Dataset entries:
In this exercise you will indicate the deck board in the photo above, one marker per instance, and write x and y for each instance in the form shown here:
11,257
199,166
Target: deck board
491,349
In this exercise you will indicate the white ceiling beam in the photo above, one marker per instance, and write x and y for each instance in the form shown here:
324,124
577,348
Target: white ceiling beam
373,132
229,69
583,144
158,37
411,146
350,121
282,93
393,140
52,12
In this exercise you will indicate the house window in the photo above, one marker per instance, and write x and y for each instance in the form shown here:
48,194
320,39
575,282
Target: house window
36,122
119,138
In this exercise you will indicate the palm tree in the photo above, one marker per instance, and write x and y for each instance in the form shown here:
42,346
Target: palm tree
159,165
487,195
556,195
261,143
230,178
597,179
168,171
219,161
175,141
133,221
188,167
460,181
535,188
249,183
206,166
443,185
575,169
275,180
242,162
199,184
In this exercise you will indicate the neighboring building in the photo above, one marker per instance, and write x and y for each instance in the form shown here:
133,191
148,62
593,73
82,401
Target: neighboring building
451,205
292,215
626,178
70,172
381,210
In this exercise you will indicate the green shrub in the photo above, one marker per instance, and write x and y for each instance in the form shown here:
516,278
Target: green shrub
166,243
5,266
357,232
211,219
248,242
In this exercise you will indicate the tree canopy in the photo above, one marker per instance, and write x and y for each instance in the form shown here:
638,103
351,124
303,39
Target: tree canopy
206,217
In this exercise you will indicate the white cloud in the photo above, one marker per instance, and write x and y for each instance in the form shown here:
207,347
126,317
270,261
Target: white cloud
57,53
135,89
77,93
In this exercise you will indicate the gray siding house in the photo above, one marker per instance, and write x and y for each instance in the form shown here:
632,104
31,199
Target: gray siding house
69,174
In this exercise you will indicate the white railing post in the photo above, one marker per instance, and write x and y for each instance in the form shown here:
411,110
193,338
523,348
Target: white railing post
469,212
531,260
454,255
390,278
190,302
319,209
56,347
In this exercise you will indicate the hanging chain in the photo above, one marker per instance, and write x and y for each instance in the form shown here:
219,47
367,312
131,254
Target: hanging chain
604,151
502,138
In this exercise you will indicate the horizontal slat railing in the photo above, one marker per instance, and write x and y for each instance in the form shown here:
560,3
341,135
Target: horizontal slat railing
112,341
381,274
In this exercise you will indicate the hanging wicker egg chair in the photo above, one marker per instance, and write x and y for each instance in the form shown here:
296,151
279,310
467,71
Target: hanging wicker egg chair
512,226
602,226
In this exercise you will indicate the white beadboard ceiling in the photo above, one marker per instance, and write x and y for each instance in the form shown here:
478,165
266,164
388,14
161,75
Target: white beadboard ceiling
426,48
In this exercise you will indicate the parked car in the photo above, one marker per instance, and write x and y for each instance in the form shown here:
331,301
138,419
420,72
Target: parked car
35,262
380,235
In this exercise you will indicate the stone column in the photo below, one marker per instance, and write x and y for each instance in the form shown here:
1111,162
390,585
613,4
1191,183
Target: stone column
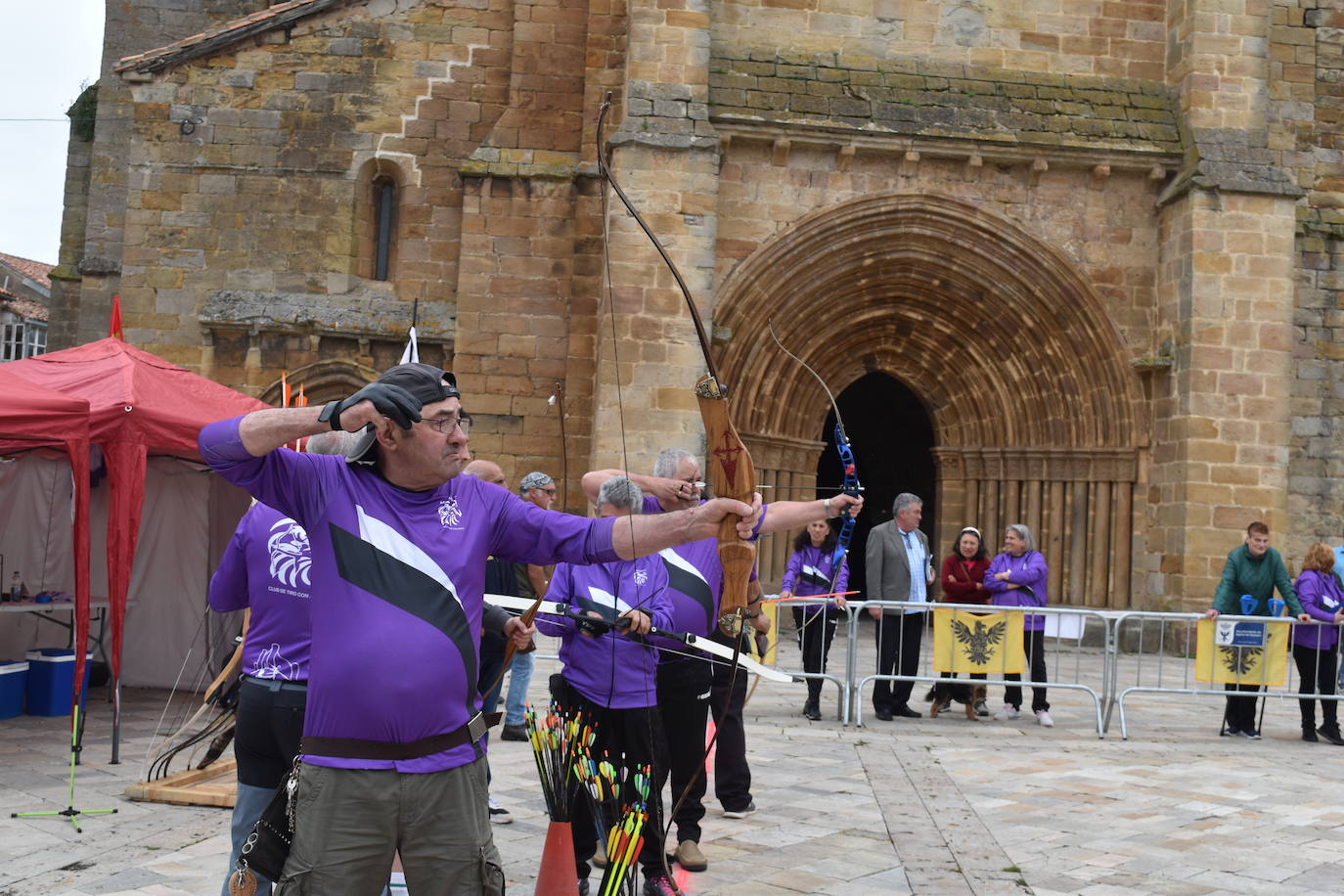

=== Activity ===
Among the lines of the preceding data, which ones hold the word "stone"? List them.

=== Exercise output ===
In this exercise you will indicate the stone column in the photo below, one marker per instance, and write x and y for each instance in the form shown here:
Target: stone column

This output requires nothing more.